It’s time: CC’s first Kickstarter

Creative Commons
Made with Creative Commons
3 min readJul 15, 2015
CC Summit 2011 Warsaw by Kristina Alexanderson, available on Flickr, licensed CC BY 2.0.

Today Creative Commons publicly launched its first-ever Kickstarter campaign. We’re raising money to write a book about open business models that incorporate CC licensing.

If our Kickstarter is successful, we’ll spend the next year searching for answers to the question we are so often asked — how can creators make money to sustain what they do when they are letting the world reuse their work for free? In its simplest form, we think of this project as an exploration into the ways creators can make a living in the digital age.

To do this, we will find and profile 24 businesses, creators, and organizations that are successfully using Creative Commons. One of those businesses will be Medium. Since they integrated CC licensing a few months ago, Medium has become one of our favorite storytelling platforms. It is simple, beautiful, and they seem to really “get the Internet.” They have agreed to work with us, and we’re excited to dig deeper into how they operate.

PROVIDED DATA
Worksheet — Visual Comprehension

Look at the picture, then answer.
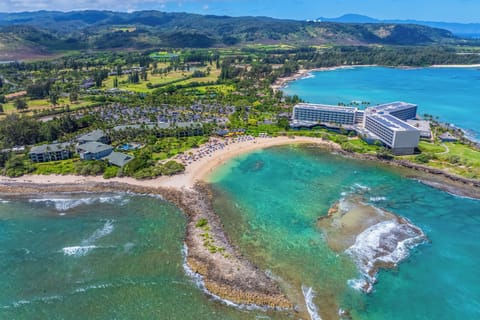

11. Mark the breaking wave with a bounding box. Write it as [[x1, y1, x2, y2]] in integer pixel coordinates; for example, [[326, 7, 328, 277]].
[[345, 219, 427, 293], [302, 286, 322, 320], [62, 246, 96, 257], [29, 195, 129, 212], [62, 220, 114, 257]]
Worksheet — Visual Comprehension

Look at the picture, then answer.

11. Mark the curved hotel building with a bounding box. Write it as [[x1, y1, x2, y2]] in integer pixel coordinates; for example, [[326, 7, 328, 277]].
[[292, 102, 420, 155]]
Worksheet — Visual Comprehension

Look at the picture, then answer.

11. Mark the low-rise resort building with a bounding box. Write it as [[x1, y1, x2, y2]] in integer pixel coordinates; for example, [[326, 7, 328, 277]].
[[28, 143, 72, 162], [77, 142, 113, 160], [291, 102, 421, 155], [29, 130, 135, 167]]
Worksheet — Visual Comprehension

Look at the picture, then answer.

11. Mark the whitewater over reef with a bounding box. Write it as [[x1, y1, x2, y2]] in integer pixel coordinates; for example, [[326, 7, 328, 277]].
[[29, 195, 129, 212], [62, 220, 114, 257], [318, 195, 427, 293]]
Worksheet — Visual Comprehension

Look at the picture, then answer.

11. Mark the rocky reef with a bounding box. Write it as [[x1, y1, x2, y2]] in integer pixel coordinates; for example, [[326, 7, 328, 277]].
[[0, 182, 294, 310]]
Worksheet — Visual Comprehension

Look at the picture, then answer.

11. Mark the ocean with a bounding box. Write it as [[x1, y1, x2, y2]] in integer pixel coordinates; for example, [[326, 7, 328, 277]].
[[284, 67, 480, 141], [214, 146, 480, 320], [0, 146, 480, 320]]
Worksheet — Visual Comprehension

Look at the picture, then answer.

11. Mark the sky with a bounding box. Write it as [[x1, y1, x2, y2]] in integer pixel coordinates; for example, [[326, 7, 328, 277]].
[[0, 0, 480, 23]]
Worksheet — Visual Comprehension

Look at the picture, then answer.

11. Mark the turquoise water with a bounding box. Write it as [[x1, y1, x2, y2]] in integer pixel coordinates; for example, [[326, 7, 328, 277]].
[[0, 194, 288, 319], [284, 67, 480, 140], [0, 146, 480, 320], [213, 146, 480, 320]]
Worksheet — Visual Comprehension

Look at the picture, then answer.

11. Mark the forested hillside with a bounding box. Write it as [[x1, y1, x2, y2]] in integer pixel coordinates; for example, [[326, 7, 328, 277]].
[[0, 11, 468, 60]]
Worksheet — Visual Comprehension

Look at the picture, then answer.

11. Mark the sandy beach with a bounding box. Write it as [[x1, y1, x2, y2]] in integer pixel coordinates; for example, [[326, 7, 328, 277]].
[[271, 64, 480, 91], [270, 64, 377, 91], [0, 137, 339, 190], [430, 64, 480, 68]]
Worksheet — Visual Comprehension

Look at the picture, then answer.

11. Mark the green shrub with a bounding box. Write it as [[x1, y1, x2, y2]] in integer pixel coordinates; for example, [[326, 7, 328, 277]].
[[195, 218, 208, 228], [161, 160, 185, 176]]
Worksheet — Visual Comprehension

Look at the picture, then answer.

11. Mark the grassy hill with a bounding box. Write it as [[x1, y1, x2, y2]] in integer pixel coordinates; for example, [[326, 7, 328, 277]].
[[0, 11, 466, 60]]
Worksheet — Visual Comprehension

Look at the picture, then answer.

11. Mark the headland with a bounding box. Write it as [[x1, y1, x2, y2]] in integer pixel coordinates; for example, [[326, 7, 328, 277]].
[[0, 136, 480, 316]]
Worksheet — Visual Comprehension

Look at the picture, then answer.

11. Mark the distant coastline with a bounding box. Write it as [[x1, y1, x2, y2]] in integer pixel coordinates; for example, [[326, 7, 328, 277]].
[[0, 136, 480, 315], [271, 64, 480, 91]]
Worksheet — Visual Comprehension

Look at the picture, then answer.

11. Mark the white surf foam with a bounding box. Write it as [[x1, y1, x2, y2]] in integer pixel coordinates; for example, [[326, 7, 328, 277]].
[[29, 195, 129, 212], [82, 220, 114, 246], [62, 220, 114, 257], [370, 197, 387, 202], [62, 246, 96, 257], [353, 183, 370, 191], [302, 285, 322, 320], [345, 220, 426, 292], [182, 243, 283, 311]]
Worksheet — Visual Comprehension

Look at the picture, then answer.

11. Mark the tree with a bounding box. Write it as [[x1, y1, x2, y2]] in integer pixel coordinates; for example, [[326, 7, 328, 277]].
[[48, 91, 58, 106], [14, 98, 28, 111], [68, 91, 78, 103]]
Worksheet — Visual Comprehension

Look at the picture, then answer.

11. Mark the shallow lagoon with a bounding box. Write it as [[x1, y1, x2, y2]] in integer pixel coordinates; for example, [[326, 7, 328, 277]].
[[0, 146, 480, 320]]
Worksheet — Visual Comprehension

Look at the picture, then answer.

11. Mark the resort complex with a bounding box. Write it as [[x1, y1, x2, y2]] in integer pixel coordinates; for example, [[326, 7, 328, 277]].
[[291, 102, 421, 155]]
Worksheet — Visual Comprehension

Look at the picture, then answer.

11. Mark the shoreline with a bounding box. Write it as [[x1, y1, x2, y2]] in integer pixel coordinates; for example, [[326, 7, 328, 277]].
[[0, 136, 340, 192], [0, 136, 480, 316]]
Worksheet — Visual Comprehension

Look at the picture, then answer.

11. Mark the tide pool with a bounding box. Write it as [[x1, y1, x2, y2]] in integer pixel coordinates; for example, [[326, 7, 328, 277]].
[[283, 67, 480, 141]]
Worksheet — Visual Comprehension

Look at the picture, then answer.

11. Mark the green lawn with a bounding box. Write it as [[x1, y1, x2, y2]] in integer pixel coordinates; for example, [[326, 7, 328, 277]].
[[33, 159, 80, 175], [103, 64, 220, 93], [418, 141, 446, 153], [412, 142, 480, 179], [3, 98, 92, 115]]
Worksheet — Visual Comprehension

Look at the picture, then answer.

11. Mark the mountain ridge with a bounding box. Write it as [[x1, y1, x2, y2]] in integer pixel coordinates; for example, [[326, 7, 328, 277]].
[[318, 13, 480, 37], [0, 10, 468, 60]]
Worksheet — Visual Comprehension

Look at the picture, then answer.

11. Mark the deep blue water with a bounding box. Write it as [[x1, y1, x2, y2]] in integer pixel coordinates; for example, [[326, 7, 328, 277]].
[[284, 67, 480, 140]]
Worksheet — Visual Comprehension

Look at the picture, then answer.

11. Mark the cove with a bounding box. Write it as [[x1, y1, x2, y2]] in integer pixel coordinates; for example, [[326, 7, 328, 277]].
[[283, 67, 480, 141]]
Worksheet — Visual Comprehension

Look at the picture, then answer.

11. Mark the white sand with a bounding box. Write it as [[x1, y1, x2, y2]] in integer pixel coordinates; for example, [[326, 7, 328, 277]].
[[0, 137, 339, 189], [431, 64, 480, 68]]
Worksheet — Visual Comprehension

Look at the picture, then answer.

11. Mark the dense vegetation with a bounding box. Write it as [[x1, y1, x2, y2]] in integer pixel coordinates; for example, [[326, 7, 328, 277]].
[[0, 11, 473, 59], [0, 32, 480, 179]]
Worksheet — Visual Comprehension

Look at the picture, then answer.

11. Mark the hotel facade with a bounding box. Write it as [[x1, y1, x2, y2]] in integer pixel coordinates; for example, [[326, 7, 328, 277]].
[[292, 102, 420, 155]]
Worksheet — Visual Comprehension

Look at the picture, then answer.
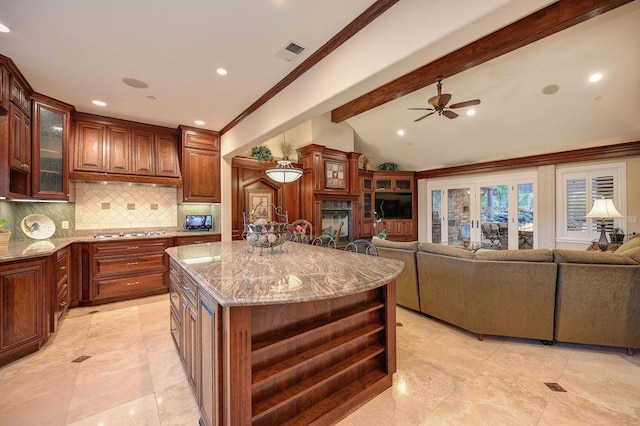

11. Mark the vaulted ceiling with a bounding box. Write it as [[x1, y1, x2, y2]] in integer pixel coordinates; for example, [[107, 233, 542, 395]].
[[0, 0, 640, 170]]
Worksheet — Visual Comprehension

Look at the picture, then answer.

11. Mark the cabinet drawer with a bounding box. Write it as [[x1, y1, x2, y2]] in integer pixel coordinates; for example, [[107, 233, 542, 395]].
[[93, 239, 167, 256], [182, 274, 198, 306], [96, 272, 166, 298], [94, 253, 165, 276]]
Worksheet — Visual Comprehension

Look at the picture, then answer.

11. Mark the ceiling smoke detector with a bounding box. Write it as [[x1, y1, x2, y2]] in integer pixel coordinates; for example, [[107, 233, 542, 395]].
[[275, 41, 305, 62]]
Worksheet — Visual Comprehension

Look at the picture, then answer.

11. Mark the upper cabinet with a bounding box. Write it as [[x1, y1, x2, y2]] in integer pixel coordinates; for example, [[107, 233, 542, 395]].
[[70, 113, 181, 185], [31, 93, 73, 200], [0, 55, 33, 198], [178, 126, 220, 203]]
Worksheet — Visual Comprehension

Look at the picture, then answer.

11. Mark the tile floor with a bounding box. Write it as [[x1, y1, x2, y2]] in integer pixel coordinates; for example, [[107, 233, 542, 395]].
[[0, 295, 640, 426]]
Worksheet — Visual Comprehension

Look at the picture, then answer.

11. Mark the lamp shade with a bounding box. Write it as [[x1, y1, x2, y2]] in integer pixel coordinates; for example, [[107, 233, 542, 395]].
[[264, 160, 303, 183], [586, 198, 622, 219]]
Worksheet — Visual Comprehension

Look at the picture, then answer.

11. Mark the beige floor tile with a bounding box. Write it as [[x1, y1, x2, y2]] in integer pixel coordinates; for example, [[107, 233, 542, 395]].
[[67, 365, 153, 423], [156, 381, 200, 426], [422, 373, 551, 425], [538, 392, 640, 426], [338, 389, 429, 426], [70, 394, 160, 426], [0, 386, 73, 426]]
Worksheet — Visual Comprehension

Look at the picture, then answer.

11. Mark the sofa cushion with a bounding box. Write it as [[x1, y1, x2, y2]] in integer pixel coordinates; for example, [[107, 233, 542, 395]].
[[475, 249, 553, 262], [616, 237, 640, 254], [418, 242, 474, 260], [371, 238, 418, 251], [553, 249, 638, 265]]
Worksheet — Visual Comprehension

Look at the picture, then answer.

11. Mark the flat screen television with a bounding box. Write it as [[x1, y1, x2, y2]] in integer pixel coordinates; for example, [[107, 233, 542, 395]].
[[375, 192, 413, 219], [184, 214, 212, 231]]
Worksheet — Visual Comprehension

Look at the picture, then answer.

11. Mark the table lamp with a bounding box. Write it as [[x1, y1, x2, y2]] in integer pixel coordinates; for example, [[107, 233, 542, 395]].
[[586, 198, 622, 251]]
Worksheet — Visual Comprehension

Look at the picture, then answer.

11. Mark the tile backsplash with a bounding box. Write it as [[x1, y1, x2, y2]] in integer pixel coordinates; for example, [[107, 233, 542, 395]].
[[75, 182, 178, 230]]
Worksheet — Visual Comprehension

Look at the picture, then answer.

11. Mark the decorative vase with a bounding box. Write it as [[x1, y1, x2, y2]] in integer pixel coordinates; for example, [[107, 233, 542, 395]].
[[0, 231, 11, 246]]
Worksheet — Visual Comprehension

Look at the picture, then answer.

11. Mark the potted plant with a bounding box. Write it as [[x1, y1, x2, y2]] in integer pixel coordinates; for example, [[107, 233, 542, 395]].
[[251, 145, 273, 161], [609, 228, 624, 243], [0, 218, 11, 246]]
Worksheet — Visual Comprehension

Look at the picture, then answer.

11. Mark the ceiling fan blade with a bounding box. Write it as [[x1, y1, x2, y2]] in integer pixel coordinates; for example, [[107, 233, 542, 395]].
[[449, 99, 480, 108], [413, 111, 436, 123], [442, 110, 458, 118]]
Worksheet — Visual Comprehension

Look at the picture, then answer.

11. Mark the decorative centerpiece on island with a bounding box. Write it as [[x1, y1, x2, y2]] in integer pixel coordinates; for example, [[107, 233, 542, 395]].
[[242, 203, 289, 256]]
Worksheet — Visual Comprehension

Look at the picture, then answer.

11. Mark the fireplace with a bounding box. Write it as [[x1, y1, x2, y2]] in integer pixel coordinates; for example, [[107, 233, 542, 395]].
[[320, 200, 353, 247]]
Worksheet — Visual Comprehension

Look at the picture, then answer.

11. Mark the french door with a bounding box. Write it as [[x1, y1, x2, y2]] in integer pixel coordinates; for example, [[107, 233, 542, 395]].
[[427, 174, 536, 250]]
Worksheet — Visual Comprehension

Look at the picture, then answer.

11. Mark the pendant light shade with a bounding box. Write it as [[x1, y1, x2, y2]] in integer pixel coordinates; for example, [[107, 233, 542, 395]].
[[265, 160, 303, 183]]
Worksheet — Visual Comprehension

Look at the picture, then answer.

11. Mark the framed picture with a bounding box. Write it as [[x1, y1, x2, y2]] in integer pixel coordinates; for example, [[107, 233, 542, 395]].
[[324, 161, 346, 188], [245, 189, 273, 223]]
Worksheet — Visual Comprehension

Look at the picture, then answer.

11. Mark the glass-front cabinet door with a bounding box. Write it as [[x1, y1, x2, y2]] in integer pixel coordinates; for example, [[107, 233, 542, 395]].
[[31, 94, 71, 200]]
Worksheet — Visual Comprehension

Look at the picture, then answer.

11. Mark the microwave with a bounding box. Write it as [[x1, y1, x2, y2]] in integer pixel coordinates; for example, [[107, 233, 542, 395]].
[[184, 214, 212, 231]]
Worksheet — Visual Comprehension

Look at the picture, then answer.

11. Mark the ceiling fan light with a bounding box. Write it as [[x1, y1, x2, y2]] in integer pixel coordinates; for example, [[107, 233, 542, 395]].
[[264, 160, 304, 183]]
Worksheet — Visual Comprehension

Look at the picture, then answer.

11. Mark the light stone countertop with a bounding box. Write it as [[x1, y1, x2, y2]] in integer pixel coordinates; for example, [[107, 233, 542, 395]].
[[0, 231, 221, 262], [166, 241, 404, 306]]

JOBS
1 – Condense the paragraph of the Kickstarter announcement that begins "To do this, we will find" into a shorter version that keeps its main facts.
2 – Reproduce the part of the Kickstarter announcement that begins at the words "It’s time: CC’s" and stops after "the digital age.".

TASK-BY-TASK OUTPUTS
1 – Creative Commons will profile 24 businesses, creators, and organizations that use its licenses successfully. One will be Medium. Since adding CC licensing a few months ago, Medium has become a favorite storytelling platform, praised as simple and beautiful. It has agreed to work with Creative Commons on a closer look at how it operates.

2 –
It’s time: CC’s first Kickstarter

Creative Commons
Made with Creative Commons
3 min readJul 15, 2015
CC Summit 2011 Warsaw by Kristina Alexanderson, available on Flickr, licensed CC BY 2.0.

Today Creative Commons publicly launched its first-ever Kickstarter campaign. We’re raising money to write a book about open business models that incorporate CC licensing.

If our Kickstarter is successful, we’ll spend the next year searching for answers to the question we are so often asked — how can creators make money to sustain what they do when they are letting the world reuse their work for free? In its simplest form, we think of this project as an exploration into the ways creators can make a living in the digital age.